[INFORMATION SHOWN Boundary: Start]
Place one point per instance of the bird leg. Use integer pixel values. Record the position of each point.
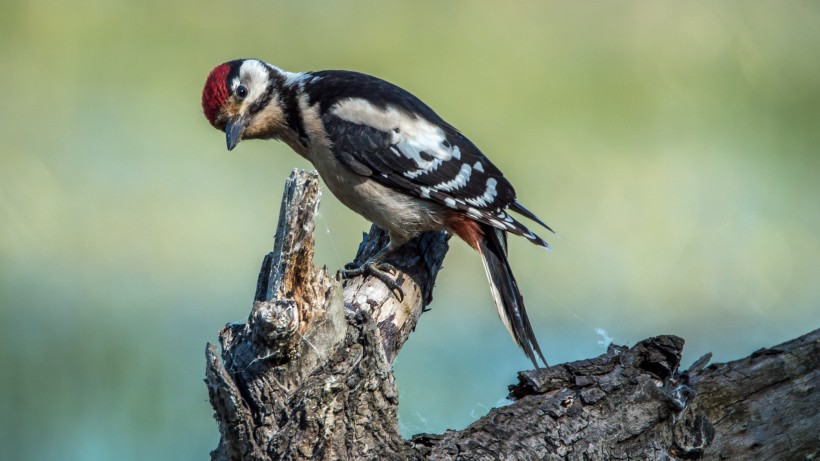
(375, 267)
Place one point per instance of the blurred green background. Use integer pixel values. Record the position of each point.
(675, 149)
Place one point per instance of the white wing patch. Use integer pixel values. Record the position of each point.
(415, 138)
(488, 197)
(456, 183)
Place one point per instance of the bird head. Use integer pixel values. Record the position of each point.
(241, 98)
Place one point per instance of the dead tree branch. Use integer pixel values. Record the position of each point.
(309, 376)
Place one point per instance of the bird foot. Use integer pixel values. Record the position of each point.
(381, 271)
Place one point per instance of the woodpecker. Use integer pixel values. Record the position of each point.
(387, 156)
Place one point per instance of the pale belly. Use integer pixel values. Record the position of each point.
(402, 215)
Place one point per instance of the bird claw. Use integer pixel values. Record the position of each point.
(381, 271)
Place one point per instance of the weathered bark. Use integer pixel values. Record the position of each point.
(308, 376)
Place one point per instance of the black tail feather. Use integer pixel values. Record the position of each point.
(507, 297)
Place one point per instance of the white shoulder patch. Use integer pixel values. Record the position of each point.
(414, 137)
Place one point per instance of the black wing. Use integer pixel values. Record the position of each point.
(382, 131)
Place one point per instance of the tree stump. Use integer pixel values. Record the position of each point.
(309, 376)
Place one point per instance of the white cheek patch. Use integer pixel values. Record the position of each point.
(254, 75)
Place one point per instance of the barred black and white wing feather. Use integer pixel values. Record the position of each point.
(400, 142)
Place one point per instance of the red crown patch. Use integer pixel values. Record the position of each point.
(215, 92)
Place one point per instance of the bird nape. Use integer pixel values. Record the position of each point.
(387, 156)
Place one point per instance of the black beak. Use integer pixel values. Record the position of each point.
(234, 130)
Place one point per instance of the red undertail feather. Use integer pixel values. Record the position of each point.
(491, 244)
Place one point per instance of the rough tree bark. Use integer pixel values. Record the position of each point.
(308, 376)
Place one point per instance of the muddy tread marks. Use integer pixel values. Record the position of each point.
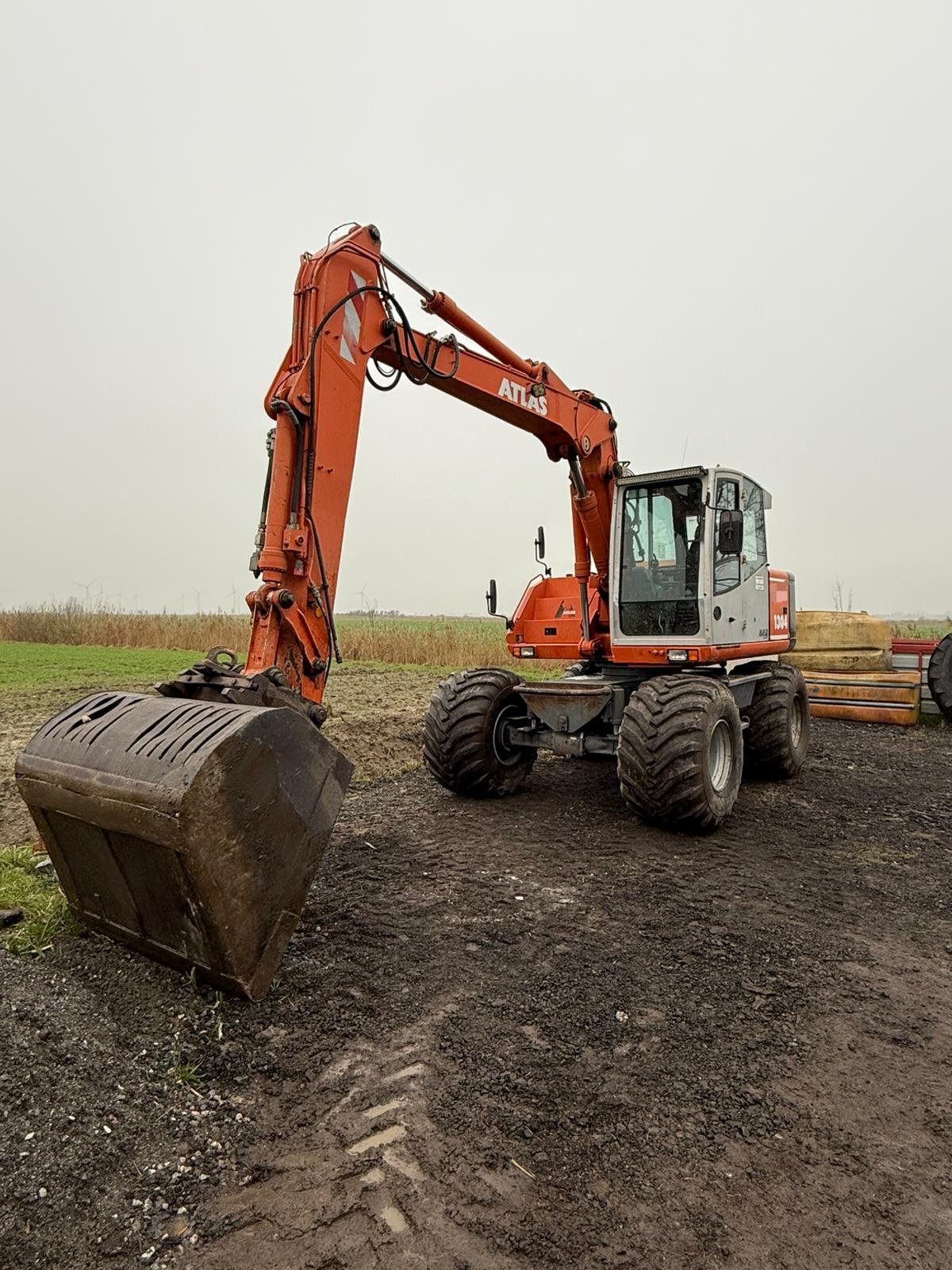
[INFORMATION SHOWN Boundary: End]
• _WHAT IS EXPECTED_: No picture is to appear in the copy; every entry above is otherwise to be printed verbatim.

• _RESPONSE AREA_:
Place one point per instance of the bird leg. Use integer pixel values. Record the position of each point.
(375, 267)
Place one point per instance of the blurred green background. Use integer pixel values. Record the position of each point.
(675, 149)
Place one point per instance of the white wing patch. Use integer pixel values. Record the position of each point.
(415, 138)
(488, 197)
(456, 183)
Place one point per instance of the bird head. Use integer pixel values. Record the position of each point.
(241, 98)
Place one point per instance of the dead tree branch. Use integer pixel values. Record the position of each point.
(309, 376)
Place one point per instance of the bird foot. Use integer pixel values. Record the position of each point.
(381, 271)
Place one point per instance of the woodpecker. Use integer pixel values. Record the position of each point.
(387, 156)
Place one point per instance of the pale belly. Use integer pixel values. Record the position of each point.
(402, 215)
Place one point per instance of the bird claw. Use integer pixel values. Record the position of each point.
(381, 271)
Place one point per instance of the weathered bark. Use integer pixel values. Record the position of each point.
(308, 376)
Place one point per instance of the black tail feather. Use integer pixel values. Record the position of each point.
(507, 297)
Place one point per instance of the white shoulder patch. Use integer pixel values. Record the position of each point.
(414, 137)
Place one point per instance of the black wing. Use integer pixel values. Record the position of each point.
(382, 131)
Place one point per instance of the tree stump. Use integer pixel values. Record the position of each point.
(309, 376)
Place one point per instance of the white cheek patch. Use integer pixel values. Record the position of each point.
(254, 75)
Place one point per instance of the barred black and white wing feather. Use integer pixel values. Record the position of each point.
(400, 142)
Place one point per instance of the red crown patch. Use integer pixel values. Record the position of each point.
(215, 92)
Place one point per instance of the bird nape. Use integer pixel values. Record the position of each point.
(387, 156)
Place one point per instance of the black beak. Use integer pixel values. Record the position of each point.
(234, 130)
Place one point per instance of the red undertail feather. Use integer pixel values. Record the position of each point.
(491, 244)
Place one point per instance of the rough tree bark. Use integer pixel values. Record the position of each point.
(308, 376)
Place one point per instance of the muddy tread marks. Use integer pixel values. Record the position of each point.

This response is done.